--- START ---

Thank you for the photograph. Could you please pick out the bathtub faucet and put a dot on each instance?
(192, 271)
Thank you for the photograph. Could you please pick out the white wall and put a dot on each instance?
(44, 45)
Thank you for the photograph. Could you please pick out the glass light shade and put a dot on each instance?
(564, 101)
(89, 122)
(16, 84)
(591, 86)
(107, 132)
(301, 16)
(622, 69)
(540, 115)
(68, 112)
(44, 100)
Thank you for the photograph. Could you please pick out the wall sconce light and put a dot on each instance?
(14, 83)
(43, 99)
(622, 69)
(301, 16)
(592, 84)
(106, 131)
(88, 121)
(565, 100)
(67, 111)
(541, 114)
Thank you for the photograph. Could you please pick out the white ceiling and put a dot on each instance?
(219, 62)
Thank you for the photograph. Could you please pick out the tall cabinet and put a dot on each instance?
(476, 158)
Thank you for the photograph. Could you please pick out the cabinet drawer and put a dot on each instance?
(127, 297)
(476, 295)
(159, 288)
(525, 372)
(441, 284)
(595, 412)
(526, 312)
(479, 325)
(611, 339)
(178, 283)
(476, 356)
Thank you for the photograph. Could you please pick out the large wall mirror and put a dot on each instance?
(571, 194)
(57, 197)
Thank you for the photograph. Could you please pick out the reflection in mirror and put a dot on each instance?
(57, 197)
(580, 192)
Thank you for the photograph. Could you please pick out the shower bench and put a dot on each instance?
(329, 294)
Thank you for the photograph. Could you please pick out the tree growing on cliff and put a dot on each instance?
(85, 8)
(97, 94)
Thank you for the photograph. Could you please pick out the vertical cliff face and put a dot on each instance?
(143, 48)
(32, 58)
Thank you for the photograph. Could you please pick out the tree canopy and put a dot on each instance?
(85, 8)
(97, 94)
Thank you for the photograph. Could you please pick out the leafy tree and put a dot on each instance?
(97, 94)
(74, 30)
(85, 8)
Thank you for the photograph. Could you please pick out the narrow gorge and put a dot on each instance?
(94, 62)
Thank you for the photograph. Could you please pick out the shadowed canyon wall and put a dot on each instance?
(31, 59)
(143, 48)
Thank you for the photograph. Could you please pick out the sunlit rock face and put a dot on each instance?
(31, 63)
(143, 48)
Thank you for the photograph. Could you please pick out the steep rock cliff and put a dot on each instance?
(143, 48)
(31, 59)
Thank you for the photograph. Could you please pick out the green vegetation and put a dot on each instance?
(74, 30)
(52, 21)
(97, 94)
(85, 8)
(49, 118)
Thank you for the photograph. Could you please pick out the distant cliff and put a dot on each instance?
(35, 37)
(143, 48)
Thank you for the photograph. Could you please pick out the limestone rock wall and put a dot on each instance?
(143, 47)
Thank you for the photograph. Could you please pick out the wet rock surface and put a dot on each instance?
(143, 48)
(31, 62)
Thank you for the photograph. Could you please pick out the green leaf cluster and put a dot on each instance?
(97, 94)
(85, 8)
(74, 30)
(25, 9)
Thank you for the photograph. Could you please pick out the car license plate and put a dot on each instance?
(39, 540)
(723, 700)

--- END ---
--- START ---

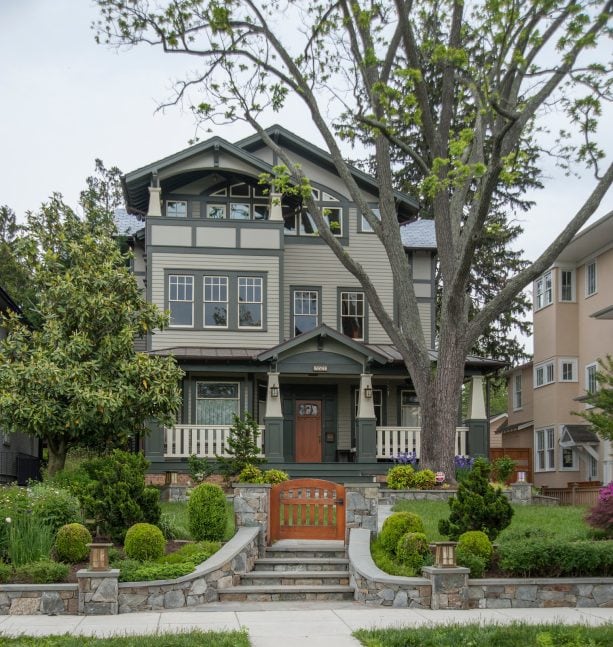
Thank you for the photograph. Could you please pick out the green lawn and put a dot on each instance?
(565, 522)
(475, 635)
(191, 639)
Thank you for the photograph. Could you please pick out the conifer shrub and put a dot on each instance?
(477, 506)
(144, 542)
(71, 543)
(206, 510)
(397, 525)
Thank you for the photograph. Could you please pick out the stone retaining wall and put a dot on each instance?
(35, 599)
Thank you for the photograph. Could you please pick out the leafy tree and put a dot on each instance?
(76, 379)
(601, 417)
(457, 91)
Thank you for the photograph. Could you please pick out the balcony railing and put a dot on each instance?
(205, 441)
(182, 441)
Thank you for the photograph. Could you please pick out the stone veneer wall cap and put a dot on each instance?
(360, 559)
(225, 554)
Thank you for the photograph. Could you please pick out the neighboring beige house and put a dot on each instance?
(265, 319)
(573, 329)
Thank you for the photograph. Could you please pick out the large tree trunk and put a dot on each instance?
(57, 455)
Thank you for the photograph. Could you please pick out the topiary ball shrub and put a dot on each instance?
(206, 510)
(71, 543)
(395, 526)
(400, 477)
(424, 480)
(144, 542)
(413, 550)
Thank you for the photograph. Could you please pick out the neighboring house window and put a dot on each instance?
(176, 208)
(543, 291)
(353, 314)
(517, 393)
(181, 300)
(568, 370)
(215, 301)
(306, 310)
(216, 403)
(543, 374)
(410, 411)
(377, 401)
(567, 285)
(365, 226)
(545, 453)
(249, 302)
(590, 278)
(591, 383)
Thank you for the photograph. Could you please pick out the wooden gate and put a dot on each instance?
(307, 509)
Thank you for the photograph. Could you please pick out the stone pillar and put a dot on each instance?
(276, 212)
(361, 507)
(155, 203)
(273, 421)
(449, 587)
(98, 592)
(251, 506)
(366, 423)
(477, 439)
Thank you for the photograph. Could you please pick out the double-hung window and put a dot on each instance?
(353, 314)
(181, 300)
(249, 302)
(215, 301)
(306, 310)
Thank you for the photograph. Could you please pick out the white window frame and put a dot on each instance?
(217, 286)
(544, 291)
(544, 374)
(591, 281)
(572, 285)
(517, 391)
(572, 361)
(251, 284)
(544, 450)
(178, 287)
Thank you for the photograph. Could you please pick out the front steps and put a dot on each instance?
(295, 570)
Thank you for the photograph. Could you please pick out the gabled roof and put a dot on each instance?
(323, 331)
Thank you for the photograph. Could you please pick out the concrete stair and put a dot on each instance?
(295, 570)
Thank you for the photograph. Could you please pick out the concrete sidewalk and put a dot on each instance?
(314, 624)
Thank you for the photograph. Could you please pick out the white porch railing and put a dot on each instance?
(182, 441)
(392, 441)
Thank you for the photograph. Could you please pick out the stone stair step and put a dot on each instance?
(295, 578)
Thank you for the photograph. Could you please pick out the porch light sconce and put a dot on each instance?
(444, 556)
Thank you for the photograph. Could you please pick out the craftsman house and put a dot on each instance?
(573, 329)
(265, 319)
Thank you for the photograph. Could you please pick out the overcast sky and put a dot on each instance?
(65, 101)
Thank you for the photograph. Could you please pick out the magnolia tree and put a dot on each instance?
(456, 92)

--- END ---
--- START ---

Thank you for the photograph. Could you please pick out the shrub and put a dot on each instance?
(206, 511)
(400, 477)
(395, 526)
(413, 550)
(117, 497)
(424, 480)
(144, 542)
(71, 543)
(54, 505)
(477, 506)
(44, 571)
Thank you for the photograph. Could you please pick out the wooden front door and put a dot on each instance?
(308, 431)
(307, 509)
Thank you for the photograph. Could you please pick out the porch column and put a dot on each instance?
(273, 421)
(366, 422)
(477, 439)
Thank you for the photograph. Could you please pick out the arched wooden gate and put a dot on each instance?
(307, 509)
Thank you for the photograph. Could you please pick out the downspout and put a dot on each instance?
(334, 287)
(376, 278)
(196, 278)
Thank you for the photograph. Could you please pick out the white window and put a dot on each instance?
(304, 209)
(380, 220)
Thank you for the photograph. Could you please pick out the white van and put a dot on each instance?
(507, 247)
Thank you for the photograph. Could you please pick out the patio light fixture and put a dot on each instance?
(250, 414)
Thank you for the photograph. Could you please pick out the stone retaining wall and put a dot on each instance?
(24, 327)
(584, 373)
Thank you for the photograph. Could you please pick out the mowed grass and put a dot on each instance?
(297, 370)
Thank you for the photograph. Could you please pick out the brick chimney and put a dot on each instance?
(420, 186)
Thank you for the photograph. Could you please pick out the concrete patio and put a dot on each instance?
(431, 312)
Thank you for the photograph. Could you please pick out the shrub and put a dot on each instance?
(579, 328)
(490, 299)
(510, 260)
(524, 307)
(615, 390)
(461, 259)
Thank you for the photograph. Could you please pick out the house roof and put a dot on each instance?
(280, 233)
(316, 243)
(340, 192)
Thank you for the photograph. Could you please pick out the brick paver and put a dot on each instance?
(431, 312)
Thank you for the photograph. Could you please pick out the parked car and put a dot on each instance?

--- END ---

WHAT NEEDS TO BE DONE:
The response must hold only the lines above from the line with "out the house" through the line with "car and put a dot on each instance?", each copied exactly, both ends kept.

COMPLETED TASK:
Thank you for the photograph. Could you please pick out the house roof and put a dot on each instance?
(280, 233)
(316, 243)
(340, 192)
Thank you for the photograph. Could you please pick out the brick paver and put a dot on each instance?
(431, 312)
Thank you for the photograph. Could you please pick out the parked car and put a dot on each instance?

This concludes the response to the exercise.